──────── RECORDS PROVIDED ────────
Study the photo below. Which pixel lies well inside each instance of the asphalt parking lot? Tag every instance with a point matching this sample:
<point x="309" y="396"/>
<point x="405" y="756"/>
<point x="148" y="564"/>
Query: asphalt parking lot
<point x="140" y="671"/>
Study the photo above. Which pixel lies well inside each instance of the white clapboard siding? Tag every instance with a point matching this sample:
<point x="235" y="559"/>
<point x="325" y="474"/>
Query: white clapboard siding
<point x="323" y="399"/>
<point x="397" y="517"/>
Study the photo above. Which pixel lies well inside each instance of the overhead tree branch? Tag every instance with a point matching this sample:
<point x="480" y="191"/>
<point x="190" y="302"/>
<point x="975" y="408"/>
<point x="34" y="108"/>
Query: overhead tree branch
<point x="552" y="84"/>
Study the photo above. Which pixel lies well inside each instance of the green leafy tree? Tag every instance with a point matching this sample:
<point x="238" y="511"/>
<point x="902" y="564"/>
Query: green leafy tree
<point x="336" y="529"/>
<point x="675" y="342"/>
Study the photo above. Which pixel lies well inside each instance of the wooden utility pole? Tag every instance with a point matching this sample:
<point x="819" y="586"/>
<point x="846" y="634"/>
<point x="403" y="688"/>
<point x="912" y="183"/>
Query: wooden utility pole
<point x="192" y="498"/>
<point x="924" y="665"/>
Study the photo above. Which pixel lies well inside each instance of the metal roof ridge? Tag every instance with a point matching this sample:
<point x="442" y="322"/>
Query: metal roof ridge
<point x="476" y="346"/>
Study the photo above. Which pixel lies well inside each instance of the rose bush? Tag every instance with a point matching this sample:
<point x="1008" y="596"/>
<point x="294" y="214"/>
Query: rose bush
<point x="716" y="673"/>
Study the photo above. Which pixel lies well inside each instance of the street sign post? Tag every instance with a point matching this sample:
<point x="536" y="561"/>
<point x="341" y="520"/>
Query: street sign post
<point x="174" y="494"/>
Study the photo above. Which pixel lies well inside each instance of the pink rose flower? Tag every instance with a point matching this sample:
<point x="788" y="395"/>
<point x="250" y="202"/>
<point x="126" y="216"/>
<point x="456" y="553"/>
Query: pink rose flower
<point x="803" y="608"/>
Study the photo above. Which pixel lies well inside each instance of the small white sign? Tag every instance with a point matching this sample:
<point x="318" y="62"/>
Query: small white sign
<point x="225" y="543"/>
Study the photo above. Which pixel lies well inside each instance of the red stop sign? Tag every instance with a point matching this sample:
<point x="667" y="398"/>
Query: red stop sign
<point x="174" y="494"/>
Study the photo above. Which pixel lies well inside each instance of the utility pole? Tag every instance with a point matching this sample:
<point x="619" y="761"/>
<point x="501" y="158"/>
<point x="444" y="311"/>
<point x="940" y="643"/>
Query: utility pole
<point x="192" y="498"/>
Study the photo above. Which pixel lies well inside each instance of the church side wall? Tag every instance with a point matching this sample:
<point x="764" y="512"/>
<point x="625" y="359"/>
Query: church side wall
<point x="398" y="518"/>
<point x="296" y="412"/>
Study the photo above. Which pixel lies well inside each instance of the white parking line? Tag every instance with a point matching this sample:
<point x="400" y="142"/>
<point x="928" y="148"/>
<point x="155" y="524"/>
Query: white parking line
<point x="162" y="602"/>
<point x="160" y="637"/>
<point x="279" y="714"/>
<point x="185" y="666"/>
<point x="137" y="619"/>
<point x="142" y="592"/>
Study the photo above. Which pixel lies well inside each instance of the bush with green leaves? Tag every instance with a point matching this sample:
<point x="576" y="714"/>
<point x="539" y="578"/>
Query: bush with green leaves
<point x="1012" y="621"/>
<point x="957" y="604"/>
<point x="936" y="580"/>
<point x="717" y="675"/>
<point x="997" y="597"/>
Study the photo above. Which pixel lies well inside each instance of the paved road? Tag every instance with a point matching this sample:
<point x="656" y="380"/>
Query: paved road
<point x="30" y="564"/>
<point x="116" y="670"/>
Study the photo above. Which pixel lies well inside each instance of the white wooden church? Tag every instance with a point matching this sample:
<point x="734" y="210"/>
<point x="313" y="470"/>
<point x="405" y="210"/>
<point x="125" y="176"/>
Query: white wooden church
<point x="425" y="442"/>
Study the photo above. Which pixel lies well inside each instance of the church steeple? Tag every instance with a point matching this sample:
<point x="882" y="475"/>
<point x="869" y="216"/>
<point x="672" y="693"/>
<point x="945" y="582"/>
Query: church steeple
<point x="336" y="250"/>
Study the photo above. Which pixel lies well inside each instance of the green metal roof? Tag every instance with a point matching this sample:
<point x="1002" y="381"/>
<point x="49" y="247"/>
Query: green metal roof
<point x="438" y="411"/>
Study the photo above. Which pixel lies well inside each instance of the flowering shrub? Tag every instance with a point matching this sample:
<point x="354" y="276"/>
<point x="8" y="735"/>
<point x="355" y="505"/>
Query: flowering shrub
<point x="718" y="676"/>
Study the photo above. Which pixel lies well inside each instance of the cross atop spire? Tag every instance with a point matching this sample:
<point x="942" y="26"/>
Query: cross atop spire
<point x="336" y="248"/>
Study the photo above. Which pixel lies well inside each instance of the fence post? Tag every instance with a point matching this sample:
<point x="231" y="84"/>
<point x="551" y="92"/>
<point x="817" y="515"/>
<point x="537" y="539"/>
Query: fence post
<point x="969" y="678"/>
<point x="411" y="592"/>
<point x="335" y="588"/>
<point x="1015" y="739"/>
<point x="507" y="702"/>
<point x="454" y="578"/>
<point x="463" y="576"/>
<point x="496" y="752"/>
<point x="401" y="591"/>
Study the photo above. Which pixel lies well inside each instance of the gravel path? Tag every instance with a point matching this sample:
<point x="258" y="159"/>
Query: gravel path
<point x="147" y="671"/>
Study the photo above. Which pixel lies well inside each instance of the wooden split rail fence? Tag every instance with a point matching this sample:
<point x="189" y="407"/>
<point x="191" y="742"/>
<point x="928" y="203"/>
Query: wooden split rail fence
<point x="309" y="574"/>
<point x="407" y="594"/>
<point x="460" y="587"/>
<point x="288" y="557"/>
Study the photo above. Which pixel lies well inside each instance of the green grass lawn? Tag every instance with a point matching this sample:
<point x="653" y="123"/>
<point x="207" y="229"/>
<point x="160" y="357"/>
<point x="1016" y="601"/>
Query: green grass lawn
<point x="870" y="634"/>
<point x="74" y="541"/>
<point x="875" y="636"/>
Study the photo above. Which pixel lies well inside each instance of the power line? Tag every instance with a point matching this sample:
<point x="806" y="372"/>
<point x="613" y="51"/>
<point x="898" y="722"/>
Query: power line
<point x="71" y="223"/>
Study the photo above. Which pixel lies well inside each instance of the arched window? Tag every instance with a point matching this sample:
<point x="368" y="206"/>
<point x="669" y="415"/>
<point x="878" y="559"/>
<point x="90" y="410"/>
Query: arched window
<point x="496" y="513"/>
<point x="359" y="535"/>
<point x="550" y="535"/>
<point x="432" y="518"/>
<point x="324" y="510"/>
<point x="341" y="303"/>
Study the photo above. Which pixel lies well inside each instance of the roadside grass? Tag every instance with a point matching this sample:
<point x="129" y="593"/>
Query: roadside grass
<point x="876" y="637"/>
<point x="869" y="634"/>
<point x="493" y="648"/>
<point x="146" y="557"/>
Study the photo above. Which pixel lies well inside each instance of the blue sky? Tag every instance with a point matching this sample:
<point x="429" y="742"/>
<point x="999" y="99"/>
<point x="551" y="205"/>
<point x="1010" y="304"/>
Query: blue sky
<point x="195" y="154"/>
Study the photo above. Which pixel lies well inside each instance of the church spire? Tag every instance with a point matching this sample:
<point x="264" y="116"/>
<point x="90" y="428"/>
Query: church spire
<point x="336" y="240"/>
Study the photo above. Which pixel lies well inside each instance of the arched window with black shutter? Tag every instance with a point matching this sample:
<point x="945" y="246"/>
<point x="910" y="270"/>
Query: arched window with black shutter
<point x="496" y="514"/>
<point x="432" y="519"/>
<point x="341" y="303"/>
────────
- [TASK]: Word for word, repeat the line holding "Query: wooden split rail fence" and all lines after it through the end of the entries above.

- [RESPONSE TO THE TASK]:
Query: wooden split rail fence
<point x="309" y="574"/>
<point x="407" y="594"/>
<point x="460" y="587"/>
<point x="288" y="557"/>
Study the photo above. Which pixel lies well inside each instance of the green grass lawn? Tag every instance with a point matching this sample:
<point x="653" y="123"/>
<point x="207" y="229"/>
<point x="160" y="357"/>
<point x="1016" y="601"/>
Query: green grass lawn
<point x="870" y="634"/>
<point x="74" y="541"/>
<point x="875" y="636"/>
Study the photo above. Which pixel lies well inside each instance of the power line? Tag every instance with a point matching this sample:
<point x="806" y="372"/>
<point x="613" y="51"/>
<point x="898" y="722"/>
Query: power line
<point x="71" y="223"/>
Study the photo above. Which pixel lies well inside each instance of the arched window? Tag every instance with a point matching this sample:
<point x="368" y="206"/>
<point x="669" y="415"/>
<point x="878" y="559"/>
<point x="90" y="410"/>
Query: arched window
<point x="496" y="513"/>
<point x="359" y="535"/>
<point x="550" y="535"/>
<point x="432" y="518"/>
<point x="324" y="510"/>
<point x="341" y="303"/>
Study the photo above. Which pixel lies well inside each instance of the roadside grass? Tag every instance with a point matching this sample:
<point x="129" y="593"/>
Query: roadside grass
<point x="876" y="637"/>
<point x="869" y="634"/>
<point x="493" y="648"/>
<point x="146" y="557"/>
Study the photo above. Which pixel lies well inside each instance of the blue sky? Tag every instance with a point matching this sample:
<point x="429" y="742"/>
<point x="999" y="99"/>
<point x="551" y="205"/>
<point x="1010" y="304"/>
Query: blue sky
<point x="195" y="154"/>
Study the photo above. Which pixel lies well inside each instance of the church spire? Tag every instance with a point matching this sample:
<point x="264" y="116"/>
<point x="90" y="428"/>
Query: church spire
<point x="336" y="240"/>
Study the photo above. Which pixel lies well inside each instance of the arched window with black shutter? Tag every instance with a point matching this sample:
<point x="945" y="246"/>
<point x="910" y="270"/>
Query: arched window with black shutter
<point x="496" y="514"/>
<point x="432" y="519"/>
<point x="341" y="303"/>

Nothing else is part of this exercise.